▸ Saved entries
□ □ □ □ □

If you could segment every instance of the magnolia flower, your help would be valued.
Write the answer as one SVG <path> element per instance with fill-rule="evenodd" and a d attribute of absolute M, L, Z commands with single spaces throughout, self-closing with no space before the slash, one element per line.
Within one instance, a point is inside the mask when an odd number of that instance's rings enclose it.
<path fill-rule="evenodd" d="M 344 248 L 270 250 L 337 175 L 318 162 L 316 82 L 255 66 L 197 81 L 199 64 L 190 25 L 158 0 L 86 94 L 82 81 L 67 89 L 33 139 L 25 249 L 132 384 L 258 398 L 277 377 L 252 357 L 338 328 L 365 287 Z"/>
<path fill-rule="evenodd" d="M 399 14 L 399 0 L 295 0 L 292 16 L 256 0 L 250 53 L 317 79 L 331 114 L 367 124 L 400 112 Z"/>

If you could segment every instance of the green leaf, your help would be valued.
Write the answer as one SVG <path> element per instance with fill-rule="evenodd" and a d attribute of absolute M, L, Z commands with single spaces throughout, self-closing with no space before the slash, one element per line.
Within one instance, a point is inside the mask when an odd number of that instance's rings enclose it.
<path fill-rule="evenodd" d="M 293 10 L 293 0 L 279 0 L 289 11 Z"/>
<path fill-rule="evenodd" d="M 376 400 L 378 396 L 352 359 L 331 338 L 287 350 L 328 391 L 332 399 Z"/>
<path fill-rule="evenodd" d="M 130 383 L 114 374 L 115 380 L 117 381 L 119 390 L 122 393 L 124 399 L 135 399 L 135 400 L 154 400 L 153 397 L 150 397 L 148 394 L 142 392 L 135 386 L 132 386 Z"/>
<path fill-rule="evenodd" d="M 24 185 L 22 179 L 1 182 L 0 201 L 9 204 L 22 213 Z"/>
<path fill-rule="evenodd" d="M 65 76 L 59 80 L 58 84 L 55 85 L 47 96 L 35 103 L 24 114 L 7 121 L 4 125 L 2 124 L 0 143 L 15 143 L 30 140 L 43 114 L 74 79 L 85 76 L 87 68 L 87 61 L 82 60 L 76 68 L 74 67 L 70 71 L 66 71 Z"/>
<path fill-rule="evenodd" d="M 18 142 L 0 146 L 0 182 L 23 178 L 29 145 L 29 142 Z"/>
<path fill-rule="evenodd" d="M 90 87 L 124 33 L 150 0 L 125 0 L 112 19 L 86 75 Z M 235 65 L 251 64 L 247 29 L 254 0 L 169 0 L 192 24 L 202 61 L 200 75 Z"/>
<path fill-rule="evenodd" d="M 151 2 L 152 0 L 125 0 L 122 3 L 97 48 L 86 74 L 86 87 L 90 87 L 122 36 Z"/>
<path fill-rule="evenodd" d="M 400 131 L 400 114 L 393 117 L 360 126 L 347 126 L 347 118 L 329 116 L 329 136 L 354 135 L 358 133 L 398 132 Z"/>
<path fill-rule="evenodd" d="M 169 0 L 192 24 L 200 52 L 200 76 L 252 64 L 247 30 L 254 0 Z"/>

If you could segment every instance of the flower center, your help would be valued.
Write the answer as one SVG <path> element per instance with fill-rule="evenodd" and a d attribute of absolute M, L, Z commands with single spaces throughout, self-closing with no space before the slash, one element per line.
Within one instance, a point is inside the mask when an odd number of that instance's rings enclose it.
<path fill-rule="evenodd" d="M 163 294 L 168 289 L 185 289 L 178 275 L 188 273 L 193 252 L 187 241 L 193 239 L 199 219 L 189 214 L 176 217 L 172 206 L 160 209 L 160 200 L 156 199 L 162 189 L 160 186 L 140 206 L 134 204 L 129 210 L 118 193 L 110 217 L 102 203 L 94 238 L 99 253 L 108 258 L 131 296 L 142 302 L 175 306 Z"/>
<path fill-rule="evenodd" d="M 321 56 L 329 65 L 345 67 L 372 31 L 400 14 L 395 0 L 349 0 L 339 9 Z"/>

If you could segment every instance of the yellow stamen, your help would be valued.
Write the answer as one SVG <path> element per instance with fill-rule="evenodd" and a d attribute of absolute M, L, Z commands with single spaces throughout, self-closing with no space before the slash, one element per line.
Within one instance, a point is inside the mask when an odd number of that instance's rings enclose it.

□ □ □ □ □

▸ Action item
Give back all of the entries exactly as written.

▸ Answer area
If you could segment every instance of the magnolia flower, your help would be valued.
Write the answer as one SVG <path> element per instance with fill-rule="evenodd" and a d attribute of absolute M, L, Z commands with single spaces throughout, self-closing with no space before the slash, one element per line.
Within one instance, a point is inside the mask when an odd number of that instance's rings enclose it.
<path fill-rule="evenodd" d="M 344 248 L 270 250 L 337 175 L 318 162 L 316 82 L 255 66 L 197 81 L 199 64 L 190 25 L 158 0 L 86 94 L 82 81 L 67 89 L 33 139 L 25 249 L 132 384 L 258 398 L 277 377 L 252 357 L 338 328 L 365 287 Z"/>
<path fill-rule="evenodd" d="M 399 14 L 399 0 L 295 0 L 292 16 L 256 0 L 250 53 L 317 79 L 331 114 L 367 124 L 400 112 Z"/>

If you could segment every instance of the green leaf, your help would be valued.
Write the answer as one SVG <path> element per instance with fill-rule="evenodd" and a d attribute of absolute M, L, Z commands with single spaces throughout, self-closing with no space before the slash, one element per line.
Within one instance, a point is inside the mask when an odd number of that instance's rings enclose it.
<path fill-rule="evenodd" d="M 293 10 L 293 0 L 279 0 L 289 11 Z"/>
<path fill-rule="evenodd" d="M 376 400 L 378 396 L 352 359 L 331 338 L 287 350 L 328 391 L 332 399 Z"/>
<path fill-rule="evenodd" d="M 130 383 L 114 374 L 115 380 L 117 381 L 119 390 L 122 393 L 124 399 L 135 399 L 135 400 L 154 400 L 153 397 L 150 397 L 148 394 L 142 392 L 135 386 L 132 386 Z"/>
<path fill-rule="evenodd" d="M 24 185 L 22 179 L 1 182 L 0 201 L 9 204 L 22 213 Z"/>
<path fill-rule="evenodd" d="M 65 76 L 59 80 L 58 84 L 55 85 L 47 96 L 35 103 L 24 114 L 7 121 L 4 125 L 2 124 L 0 143 L 15 143 L 30 140 L 43 114 L 74 79 L 85 76 L 87 68 L 87 61 L 82 60 L 76 68 L 74 67 L 70 71 L 66 71 Z"/>
<path fill-rule="evenodd" d="M 18 142 L 0 146 L 0 182 L 23 178 L 29 145 L 29 142 Z"/>
<path fill-rule="evenodd" d="M 90 87 L 124 33 L 150 0 L 125 0 L 112 19 L 86 75 Z M 235 65 L 251 64 L 247 29 L 254 0 L 169 0 L 192 24 L 202 61 L 200 75 Z"/>
<path fill-rule="evenodd" d="M 151 2 L 152 0 L 125 0 L 122 3 L 97 48 L 86 74 L 86 87 L 90 87 L 122 36 Z"/>
<path fill-rule="evenodd" d="M 400 131 L 400 114 L 393 117 L 360 126 L 347 126 L 347 118 L 329 116 L 329 136 L 354 135 L 358 133 L 398 132 Z"/>
<path fill-rule="evenodd" d="M 169 0 L 192 24 L 200 52 L 200 76 L 252 64 L 247 30 L 254 0 Z"/>

If you could segment every instance of the flower center, your help would be valued.
Write the answer as one SVG <path> element per instance with fill-rule="evenodd" and a d attribute of absolute M, L, Z commands with single spaces throughout, self-closing with no space before the slash, one element per line.
Within one instance, a point is inside the mask when an odd number of that instance's rings enclose it.
<path fill-rule="evenodd" d="M 163 294 L 168 289 L 185 289 L 178 275 L 188 273 L 193 252 L 187 241 L 193 239 L 199 219 L 189 214 L 176 217 L 172 206 L 160 209 L 160 200 L 156 199 L 162 189 L 160 186 L 140 206 L 134 204 L 129 210 L 118 193 L 110 217 L 102 203 L 94 238 L 99 253 L 108 258 L 131 296 L 142 302 L 175 306 Z"/>
<path fill-rule="evenodd" d="M 321 56 L 329 65 L 345 67 L 372 31 L 400 14 L 395 0 L 349 0 L 339 9 Z"/>

If you could segment every instance of the yellow stamen, your help would be valued.
Write the answer as one SVG <path> element per instance with fill-rule="evenodd" and a d attribute of absolute M, L, Z commands with single spaces throughout, self-closing with no space before the slash, one element per line.
Within one instance, a point is inside the mask when an odd number of that instance's rings enclose it.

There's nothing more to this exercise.